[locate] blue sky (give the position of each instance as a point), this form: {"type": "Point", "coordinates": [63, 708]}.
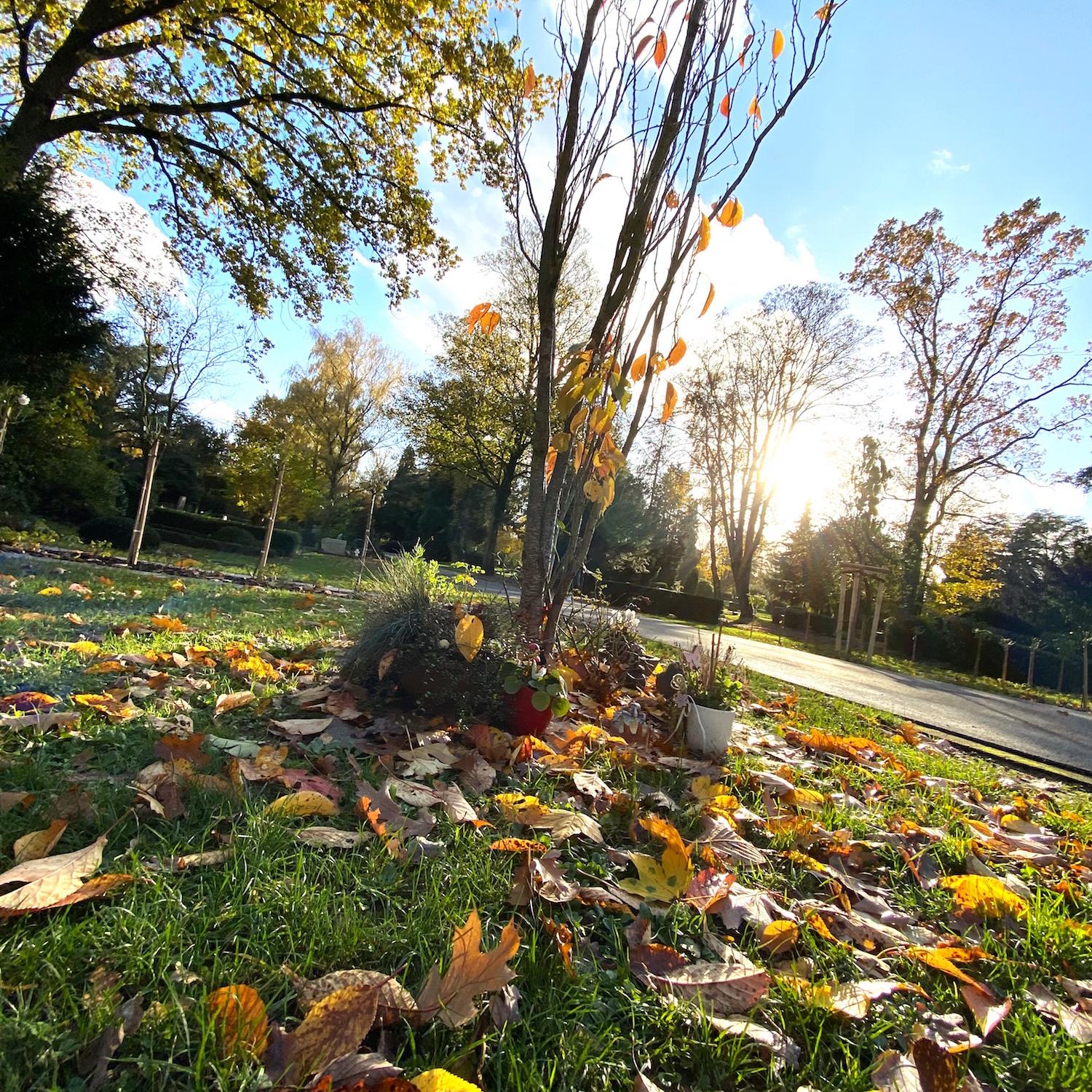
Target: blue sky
{"type": "Point", "coordinates": [967, 105]}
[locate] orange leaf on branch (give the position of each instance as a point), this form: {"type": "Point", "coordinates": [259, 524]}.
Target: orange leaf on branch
{"type": "Point", "coordinates": [660, 54]}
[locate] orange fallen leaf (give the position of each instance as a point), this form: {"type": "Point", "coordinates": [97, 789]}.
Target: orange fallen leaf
{"type": "Point", "coordinates": [471, 972]}
{"type": "Point", "coordinates": [240, 1021]}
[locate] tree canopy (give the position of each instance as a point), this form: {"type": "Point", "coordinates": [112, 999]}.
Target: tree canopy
{"type": "Point", "coordinates": [279, 138]}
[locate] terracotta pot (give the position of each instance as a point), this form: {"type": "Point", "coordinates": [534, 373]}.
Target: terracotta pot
{"type": "Point", "coordinates": [523, 719]}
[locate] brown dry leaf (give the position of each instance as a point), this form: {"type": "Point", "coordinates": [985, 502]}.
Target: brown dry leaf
{"type": "Point", "coordinates": [563, 825]}
{"type": "Point", "coordinates": [301, 727]}
{"type": "Point", "coordinates": [927, 1068]}
{"type": "Point", "coordinates": [50, 879]}
{"type": "Point", "coordinates": [17, 799]}
{"type": "Point", "coordinates": [303, 804]}
{"type": "Point", "coordinates": [332, 836]}
{"type": "Point", "coordinates": [1076, 1022]}
{"type": "Point", "coordinates": [39, 843]}
{"type": "Point", "coordinates": [724, 989]}
{"type": "Point", "coordinates": [471, 972]}
{"type": "Point", "coordinates": [93, 889]}
{"type": "Point", "coordinates": [93, 1061]}
{"type": "Point", "coordinates": [393, 1000]}
{"type": "Point", "coordinates": [266, 764]}
{"type": "Point", "coordinates": [336, 1026]}
{"type": "Point", "coordinates": [237, 699]}
{"type": "Point", "coordinates": [240, 1019]}
{"type": "Point", "coordinates": [987, 1009]}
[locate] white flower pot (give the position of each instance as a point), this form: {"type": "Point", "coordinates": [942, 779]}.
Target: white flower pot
{"type": "Point", "coordinates": [709, 731]}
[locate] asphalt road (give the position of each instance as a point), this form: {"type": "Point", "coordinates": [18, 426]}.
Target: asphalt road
{"type": "Point", "coordinates": [1033, 729]}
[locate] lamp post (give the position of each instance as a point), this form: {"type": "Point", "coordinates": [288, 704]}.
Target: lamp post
{"type": "Point", "coordinates": [12, 408]}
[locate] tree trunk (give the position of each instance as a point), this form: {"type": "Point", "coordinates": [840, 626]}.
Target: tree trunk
{"type": "Point", "coordinates": [740, 577]}
{"type": "Point", "coordinates": [502, 495]}
{"type": "Point", "coordinates": [913, 555]}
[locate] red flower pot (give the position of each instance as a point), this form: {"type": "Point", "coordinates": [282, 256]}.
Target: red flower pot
{"type": "Point", "coordinates": [523, 719]}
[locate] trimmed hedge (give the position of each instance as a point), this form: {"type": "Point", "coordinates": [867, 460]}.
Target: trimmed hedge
{"type": "Point", "coordinates": [705, 609]}
{"type": "Point", "coordinates": [284, 544]}
{"type": "Point", "coordinates": [205, 542]}
{"type": "Point", "coordinates": [117, 531]}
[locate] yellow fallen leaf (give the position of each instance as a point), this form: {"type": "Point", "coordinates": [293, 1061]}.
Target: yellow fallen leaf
{"type": "Point", "coordinates": [303, 804]}
{"type": "Point", "coordinates": [660, 880]}
{"type": "Point", "coordinates": [469, 636]}
{"type": "Point", "coordinates": [440, 1080]}
{"type": "Point", "coordinates": [519, 807]}
{"type": "Point", "coordinates": [985, 895]}
{"type": "Point", "coordinates": [779, 937]}
{"type": "Point", "coordinates": [39, 843]}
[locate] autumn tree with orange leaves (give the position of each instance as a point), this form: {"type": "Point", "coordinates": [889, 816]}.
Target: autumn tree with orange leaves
{"type": "Point", "coordinates": [668, 108]}
{"type": "Point", "coordinates": [980, 331]}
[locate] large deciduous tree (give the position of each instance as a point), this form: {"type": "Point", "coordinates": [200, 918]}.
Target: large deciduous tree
{"type": "Point", "coordinates": [279, 137]}
{"type": "Point", "coordinates": [762, 377]}
{"type": "Point", "coordinates": [50, 317]}
{"type": "Point", "coordinates": [474, 414]}
{"type": "Point", "coordinates": [652, 105]}
{"type": "Point", "coordinates": [980, 330]}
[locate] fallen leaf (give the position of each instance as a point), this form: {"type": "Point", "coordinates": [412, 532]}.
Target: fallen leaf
{"type": "Point", "coordinates": [778, 937]}
{"type": "Point", "coordinates": [301, 804]}
{"type": "Point", "coordinates": [39, 843]}
{"type": "Point", "coordinates": [986, 1008]}
{"type": "Point", "coordinates": [440, 1080]}
{"type": "Point", "coordinates": [333, 1026]}
{"type": "Point", "coordinates": [470, 633]}
{"type": "Point", "coordinates": [725, 989]}
{"type": "Point", "coordinates": [240, 1020]}
{"type": "Point", "coordinates": [393, 1000]}
{"type": "Point", "coordinates": [984, 895]}
{"type": "Point", "coordinates": [50, 879]}
{"type": "Point", "coordinates": [471, 972]}
{"type": "Point", "coordinates": [94, 1061]}
{"type": "Point", "coordinates": [332, 836]}
{"type": "Point", "coordinates": [226, 703]}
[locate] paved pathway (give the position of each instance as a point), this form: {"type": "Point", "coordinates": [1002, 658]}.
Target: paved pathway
{"type": "Point", "coordinates": [1024, 727]}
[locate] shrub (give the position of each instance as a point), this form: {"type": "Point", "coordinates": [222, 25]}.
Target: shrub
{"type": "Point", "coordinates": [284, 543]}
{"type": "Point", "coordinates": [207, 542]}
{"type": "Point", "coordinates": [117, 531]}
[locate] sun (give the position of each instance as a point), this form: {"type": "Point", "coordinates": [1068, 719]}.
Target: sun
{"type": "Point", "coordinates": [805, 470]}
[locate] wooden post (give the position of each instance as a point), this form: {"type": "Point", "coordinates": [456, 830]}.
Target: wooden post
{"type": "Point", "coordinates": [142, 507]}
{"type": "Point", "coordinates": [272, 520]}
{"type": "Point", "coordinates": [876, 620]}
{"type": "Point", "coordinates": [1037, 641]}
{"type": "Point", "coordinates": [854, 603]}
{"type": "Point", "coordinates": [841, 609]}
{"type": "Point", "coordinates": [1085, 672]}
{"type": "Point", "coordinates": [367, 537]}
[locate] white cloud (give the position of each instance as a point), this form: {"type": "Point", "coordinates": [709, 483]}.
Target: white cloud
{"type": "Point", "coordinates": [122, 240]}
{"type": "Point", "coordinates": [943, 163]}
{"type": "Point", "coordinates": [215, 411]}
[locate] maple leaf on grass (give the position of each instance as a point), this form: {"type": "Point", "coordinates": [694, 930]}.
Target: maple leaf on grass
{"type": "Point", "coordinates": [333, 1026]}
{"type": "Point", "coordinates": [471, 972]}
{"type": "Point", "coordinates": [50, 879]}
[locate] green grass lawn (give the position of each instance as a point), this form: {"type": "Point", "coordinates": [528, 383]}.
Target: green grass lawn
{"type": "Point", "coordinates": [172, 937]}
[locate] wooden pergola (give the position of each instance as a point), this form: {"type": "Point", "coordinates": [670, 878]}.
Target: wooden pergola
{"type": "Point", "coordinates": [858, 572]}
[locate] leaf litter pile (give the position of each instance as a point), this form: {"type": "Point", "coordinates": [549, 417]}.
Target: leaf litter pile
{"type": "Point", "coordinates": [229, 869]}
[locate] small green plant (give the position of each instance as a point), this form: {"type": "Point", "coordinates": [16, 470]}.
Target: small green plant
{"type": "Point", "coordinates": [709, 676]}
{"type": "Point", "coordinates": [547, 683]}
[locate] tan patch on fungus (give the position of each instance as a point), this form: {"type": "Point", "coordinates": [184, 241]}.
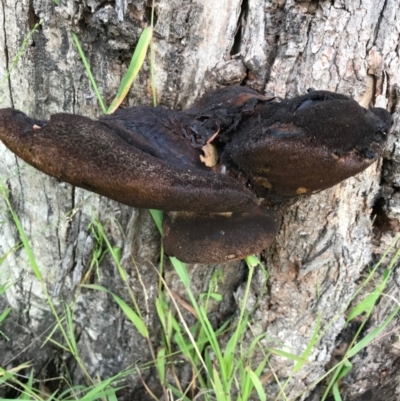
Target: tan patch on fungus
{"type": "Point", "coordinates": [301, 191]}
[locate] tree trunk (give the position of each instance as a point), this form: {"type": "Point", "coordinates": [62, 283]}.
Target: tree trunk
{"type": "Point", "coordinates": [280, 48]}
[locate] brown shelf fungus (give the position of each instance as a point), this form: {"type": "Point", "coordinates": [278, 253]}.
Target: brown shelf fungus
{"type": "Point", "coordinates": [209, 165]}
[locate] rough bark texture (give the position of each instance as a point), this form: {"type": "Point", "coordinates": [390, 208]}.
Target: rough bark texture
{"type": "Point", "coordinates": [278, 47]}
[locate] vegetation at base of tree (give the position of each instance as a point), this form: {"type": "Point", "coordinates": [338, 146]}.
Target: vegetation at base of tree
{"type": "Point", "coordinates": [218, 371]}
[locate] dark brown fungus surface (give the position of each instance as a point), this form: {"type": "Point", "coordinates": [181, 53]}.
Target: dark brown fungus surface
{"type": "Point", "coordinates": [307, 144]}
{"type": "Point", "coordinates": [215, 238]}
{"type": "Point", "coordinates": [96, 156]}
{"type": "Point", "coordinates": [150, 158]}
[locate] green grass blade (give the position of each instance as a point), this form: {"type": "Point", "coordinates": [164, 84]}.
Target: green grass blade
{"type": "Point", "coordinates": [21, 51]}
{"type": "Point", "coordinates": [130, 314]}
{"type": "Point", "coordinates": [22, 235]}
{"type": "Point", "coordinates": [368, 303]}
{"type": "Point", "coordinates": [257, 385]}
{"type": "Point", "coordinates": [134, 67]}
{"type": "Point", "coordinates": [158, 218]}
{"type": "Point", "coordinates": [89, 72]}
{"type": "Point", "coordinates": [372, 335]}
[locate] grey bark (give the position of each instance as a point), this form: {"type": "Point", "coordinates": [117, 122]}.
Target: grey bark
{"type": "Point", "coordinates": [281, 48]}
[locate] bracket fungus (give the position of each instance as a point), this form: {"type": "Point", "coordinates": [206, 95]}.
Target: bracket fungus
{"type": "Point", "coordinates": [153, 158]}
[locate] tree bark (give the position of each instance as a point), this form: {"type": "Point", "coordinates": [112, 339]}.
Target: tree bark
{"type": "Point", "coordinates": [280, 48]}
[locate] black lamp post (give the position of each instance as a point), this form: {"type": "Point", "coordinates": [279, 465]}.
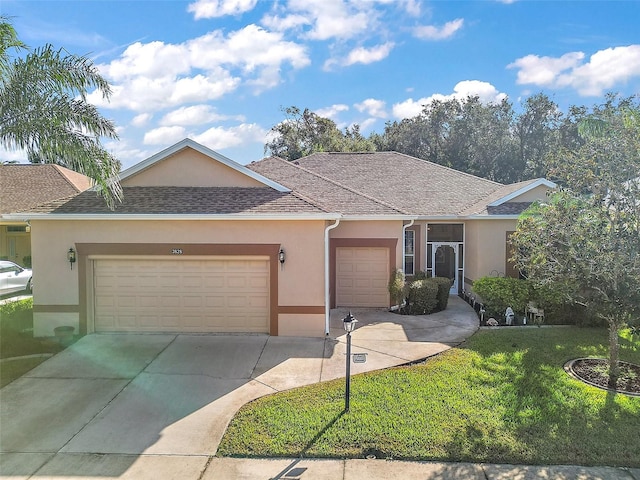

### TASK ITEM
Everything above from the line containing "[locate] autumn tree" down to the line containing "[locate] fallen leaf" is to be transcribed exactly, with both of those lines included and nothing else added.

### ANSWER SPACE
[locate] autumn tree with orange leaves (give the position of each instance as a point), this form: {"type": "Point", "coordinates": [889, 816]}.
Target: autumn tree with orange leaves
{"type": "Point", "coordinates": [668, 108]}
{"type": "Point", "coordinates": [980, 331]}
[locate] large deciduous tree (give the position of each instance as a point), this form: {"type": "Point", "coordinates": [200, 918]}.
Target: large deciduous tree
{"type": "Point", "coordinates": [279, 137]}
{"type": "Point", "coordinates": [762, 377]}
{"type": "Point", "coordinates": [50, 317]}
{"type": "Point", "coordinates": [474, 414]}
{"type": "Point", "coordinates": [652, 105]}
{"type": "Point", "coordinates": [980, 330]}
[locate] fallen leaf (give the position of each instance as a point), this form: {"type": "Point", "coordinates": [412, 532]}.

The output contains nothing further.